● **Aim of the task**
In the blog post about the second-grade counting project below, reproduce the passage word for word, starting at the words that contain "Last week, I" and ending after "every two minutes.".

---------- Text block

Monday, October 28, 2013

Are You Parent Enough For This?



I was pretty sure that once I had kids the only homework I would need to worry about would include a quick question about fractions or making sure they were reading their designated 20 minutes per day. Wrong. Homework, I have concluded, is just another way for teachers to judge your parenting abilities. Because apparently Parent Teacher Conferences aren't enough abuse.

Last week, I realized that my youngest had a homework project due in five days that we had yet to even start. Plenty of time you say? Why worry, you say? Well, here is why worry. There is no seven year old on the planet who can stay focused on such a tedious project for longer than seventeen minutes. This project claimed to teach the kids how to count to one thousand by forcing them to glue 1,000 random items, that you have hanging around your house, onto a poster board. Easy enough? No. One hundred sets of ten is not easy and it takes a high capacity hot glue gun, which a second grader cannot use alone, to keep these little pieces of shit from falling off every two minutes.

 The first two hundred items were fun and we were all excited for the treasure hunt that ensued. Mini stickers, bow tie pasta and colored feathers from Grandma's endless selection of randomness. Then the fun ended. Mr. 7 was ready to move onto a snack and I was ready to move out of the house and burn the poster sitting on the counter. After hours of gluing and fingertips that were singed beyond recognition, we had 700 items. I wanted to cry. Could I glue tampons to it? Would anyone care if we put hypodermic needles next to the dry pinto beans? I did sink pretty low in regards to good judgement and glued on some of my husband's used test strips from his diabetic testing machine. I hope no one tries to lick that side of the poster.

--------------------
---------- Data listing

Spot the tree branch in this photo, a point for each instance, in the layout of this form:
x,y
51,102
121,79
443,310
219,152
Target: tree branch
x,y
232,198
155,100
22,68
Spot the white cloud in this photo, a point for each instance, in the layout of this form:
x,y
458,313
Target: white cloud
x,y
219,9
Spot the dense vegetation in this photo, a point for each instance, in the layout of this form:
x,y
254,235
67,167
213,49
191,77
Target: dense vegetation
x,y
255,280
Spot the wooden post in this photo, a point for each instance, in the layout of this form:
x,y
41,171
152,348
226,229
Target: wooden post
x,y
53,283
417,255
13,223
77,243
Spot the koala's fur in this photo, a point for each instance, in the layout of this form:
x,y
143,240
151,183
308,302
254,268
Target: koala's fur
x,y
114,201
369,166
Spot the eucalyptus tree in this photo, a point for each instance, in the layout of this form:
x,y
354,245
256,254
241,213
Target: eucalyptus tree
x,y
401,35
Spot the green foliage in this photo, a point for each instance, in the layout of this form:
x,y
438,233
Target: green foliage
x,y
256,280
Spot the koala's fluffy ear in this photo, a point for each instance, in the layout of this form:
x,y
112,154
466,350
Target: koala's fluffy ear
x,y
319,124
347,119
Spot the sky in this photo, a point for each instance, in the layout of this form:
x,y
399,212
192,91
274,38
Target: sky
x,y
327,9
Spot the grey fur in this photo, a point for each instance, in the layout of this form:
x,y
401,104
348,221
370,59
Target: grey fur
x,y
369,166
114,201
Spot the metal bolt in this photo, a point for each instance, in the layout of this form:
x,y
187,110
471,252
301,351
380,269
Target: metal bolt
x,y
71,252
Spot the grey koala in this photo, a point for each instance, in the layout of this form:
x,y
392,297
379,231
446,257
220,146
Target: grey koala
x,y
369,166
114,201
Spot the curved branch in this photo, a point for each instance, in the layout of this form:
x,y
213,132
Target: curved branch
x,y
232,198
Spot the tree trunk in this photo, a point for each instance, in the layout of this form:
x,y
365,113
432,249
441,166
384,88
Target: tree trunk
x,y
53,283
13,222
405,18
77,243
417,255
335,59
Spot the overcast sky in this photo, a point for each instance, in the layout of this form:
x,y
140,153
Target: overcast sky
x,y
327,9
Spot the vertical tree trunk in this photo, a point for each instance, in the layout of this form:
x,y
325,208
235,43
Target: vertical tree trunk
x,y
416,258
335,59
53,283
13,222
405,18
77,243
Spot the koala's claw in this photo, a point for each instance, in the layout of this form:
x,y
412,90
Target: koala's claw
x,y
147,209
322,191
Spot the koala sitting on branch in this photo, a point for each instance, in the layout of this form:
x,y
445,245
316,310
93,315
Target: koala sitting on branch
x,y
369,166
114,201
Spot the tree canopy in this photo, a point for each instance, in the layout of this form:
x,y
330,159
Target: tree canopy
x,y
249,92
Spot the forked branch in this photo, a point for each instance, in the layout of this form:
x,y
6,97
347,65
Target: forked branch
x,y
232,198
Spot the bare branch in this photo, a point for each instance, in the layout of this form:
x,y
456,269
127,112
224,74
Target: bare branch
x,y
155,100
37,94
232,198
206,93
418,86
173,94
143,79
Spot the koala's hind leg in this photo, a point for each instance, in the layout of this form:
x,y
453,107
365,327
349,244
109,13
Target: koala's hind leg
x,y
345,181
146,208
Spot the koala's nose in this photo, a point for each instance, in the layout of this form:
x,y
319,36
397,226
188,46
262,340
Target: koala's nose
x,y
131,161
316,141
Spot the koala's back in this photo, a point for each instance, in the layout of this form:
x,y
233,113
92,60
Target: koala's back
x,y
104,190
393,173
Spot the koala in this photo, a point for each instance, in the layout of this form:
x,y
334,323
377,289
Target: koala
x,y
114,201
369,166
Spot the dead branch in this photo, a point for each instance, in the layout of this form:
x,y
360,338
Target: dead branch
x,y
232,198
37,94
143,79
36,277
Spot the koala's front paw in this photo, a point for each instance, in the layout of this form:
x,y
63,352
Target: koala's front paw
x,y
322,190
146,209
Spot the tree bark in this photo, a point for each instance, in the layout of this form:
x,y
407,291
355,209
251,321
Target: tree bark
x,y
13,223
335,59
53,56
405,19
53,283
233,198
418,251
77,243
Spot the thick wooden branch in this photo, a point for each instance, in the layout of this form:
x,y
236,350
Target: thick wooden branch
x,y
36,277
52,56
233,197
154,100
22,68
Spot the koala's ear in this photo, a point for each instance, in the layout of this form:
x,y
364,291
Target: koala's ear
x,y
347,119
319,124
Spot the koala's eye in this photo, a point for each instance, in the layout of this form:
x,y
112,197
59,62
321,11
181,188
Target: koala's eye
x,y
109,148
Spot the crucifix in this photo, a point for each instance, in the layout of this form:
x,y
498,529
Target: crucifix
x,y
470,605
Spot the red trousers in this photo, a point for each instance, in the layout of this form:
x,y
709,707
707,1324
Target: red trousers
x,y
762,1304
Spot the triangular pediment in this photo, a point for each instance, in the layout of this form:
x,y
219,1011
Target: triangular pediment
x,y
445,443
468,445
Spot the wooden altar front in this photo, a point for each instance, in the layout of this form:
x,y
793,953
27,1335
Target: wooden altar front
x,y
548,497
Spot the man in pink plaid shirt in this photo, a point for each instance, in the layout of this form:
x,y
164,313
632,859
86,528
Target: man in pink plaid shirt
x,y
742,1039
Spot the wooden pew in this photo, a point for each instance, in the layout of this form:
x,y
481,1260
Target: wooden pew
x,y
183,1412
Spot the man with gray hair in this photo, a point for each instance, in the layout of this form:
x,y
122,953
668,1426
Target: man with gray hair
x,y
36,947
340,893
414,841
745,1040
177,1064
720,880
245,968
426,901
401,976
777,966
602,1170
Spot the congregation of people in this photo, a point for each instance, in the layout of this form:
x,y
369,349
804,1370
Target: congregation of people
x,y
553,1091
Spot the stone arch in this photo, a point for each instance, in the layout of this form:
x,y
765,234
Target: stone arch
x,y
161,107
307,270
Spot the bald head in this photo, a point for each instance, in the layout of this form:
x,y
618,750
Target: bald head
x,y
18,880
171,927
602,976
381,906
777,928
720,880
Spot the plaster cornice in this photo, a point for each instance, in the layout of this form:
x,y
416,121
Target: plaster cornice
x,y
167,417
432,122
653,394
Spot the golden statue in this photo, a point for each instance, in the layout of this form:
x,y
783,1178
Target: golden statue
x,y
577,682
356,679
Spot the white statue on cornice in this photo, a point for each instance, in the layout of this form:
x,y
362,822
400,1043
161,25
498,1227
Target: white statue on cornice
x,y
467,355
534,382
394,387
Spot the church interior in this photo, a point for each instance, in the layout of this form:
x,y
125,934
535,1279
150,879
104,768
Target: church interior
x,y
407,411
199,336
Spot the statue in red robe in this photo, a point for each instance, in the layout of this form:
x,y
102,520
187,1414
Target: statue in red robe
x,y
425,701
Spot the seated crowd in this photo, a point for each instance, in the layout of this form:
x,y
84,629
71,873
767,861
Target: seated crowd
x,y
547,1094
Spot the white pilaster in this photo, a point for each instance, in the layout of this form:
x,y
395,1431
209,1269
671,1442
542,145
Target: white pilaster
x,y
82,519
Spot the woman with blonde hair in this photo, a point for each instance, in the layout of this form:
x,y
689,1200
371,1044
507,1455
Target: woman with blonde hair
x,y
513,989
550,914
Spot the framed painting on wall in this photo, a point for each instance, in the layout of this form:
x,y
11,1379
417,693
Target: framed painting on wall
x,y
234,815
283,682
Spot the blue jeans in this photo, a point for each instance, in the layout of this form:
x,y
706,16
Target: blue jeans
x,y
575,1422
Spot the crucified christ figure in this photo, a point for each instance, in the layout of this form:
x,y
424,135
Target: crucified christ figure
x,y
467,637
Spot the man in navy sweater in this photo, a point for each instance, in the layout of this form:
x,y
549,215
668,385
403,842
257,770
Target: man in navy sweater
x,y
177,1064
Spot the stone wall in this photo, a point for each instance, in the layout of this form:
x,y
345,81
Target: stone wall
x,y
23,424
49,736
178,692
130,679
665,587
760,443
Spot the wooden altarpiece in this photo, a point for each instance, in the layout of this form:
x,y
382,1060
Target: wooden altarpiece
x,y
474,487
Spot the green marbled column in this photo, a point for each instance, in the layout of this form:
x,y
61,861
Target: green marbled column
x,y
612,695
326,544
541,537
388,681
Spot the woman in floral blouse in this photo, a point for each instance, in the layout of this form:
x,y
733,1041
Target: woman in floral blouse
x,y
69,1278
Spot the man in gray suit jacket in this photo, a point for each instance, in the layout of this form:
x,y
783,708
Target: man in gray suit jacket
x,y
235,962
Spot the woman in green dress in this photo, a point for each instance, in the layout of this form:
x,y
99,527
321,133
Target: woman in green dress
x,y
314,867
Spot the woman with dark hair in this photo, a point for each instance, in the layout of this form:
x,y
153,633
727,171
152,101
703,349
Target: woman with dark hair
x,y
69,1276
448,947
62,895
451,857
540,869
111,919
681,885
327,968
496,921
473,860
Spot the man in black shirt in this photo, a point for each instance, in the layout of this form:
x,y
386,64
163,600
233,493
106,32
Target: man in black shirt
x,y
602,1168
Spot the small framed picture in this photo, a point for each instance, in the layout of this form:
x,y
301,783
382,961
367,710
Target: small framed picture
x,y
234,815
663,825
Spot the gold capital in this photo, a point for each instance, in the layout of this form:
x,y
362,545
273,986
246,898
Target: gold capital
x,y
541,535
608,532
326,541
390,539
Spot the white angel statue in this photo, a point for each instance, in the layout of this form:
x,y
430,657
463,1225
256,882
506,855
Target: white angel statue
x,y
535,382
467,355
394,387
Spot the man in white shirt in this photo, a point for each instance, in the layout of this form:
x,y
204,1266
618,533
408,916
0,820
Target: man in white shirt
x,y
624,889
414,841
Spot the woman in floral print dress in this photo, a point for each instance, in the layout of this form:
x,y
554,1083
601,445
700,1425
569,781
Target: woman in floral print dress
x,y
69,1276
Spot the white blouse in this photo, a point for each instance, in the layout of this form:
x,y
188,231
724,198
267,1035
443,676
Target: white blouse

--------------------

● **Solution to this problem**
Last week, I realized that my youngest had a homework project due in five days that we had yet to even start. Plenty of time you say? Why worry, you say? Well, here is why worry. There is no seven year old on the planet who can stay focused on such a tedious project for longer than seventeen minutes. This project claimed to teach the kids how to count to one thousand by forcing them to glue 1,000 random items, that you have hanging around your house, onto a poster board. Easy enough? No. One hundred sets of ten is not easy and it takes a high capacity hot glue gun, which a second grader cannot use alone, to keep these little pieces of shit from falling off every two minutes.